## What is needed
Copy each line of the entries below word for word, keeping every character and space unchanged.

───── Data for the task

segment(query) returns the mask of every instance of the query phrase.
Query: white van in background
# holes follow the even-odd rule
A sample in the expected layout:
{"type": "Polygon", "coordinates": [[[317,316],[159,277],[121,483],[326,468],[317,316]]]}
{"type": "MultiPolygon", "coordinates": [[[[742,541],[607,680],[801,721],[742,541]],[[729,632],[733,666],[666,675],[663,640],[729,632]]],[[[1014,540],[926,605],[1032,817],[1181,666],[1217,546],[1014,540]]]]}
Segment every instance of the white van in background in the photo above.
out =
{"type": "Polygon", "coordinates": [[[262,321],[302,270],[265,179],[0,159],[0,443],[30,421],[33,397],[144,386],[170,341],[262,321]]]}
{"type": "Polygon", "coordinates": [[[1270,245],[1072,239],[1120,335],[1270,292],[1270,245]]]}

──────────

## Output of the exercise
segment(query) returns the mask of every instance of the query phrase.
Query: white van in background
# holes follow the even-odd rule
A sample in the expected layout:
{"type": "Polygon", "coordinates": [[[317,316],[159,277],[121,483],[326,468],[317,316]]]}
{"type": "MultiPolygon", "coordinates": [[[[742,541],[607,680],[801,721],[742,541]],[[729,632],[733,666],[666,675],[663,640],[729,632]]],[[[1014,540],[926,605],[1032,817],[1181,666],[1217,546],[1014,540]]]]}
Segment every instance of the white van in background in the photo above.
out =
{"type": "Polygon", "coordinates": [[[262,321],[302,270],[265,179],[0,159],[0,443],[30,421],[33,397],[144,386],[170,341],[262,321]]]}
{"type": "Polygon", "coordinates": [[[1270,245],[1072,239],[1120,335],[1270,292],[1270,245]]]}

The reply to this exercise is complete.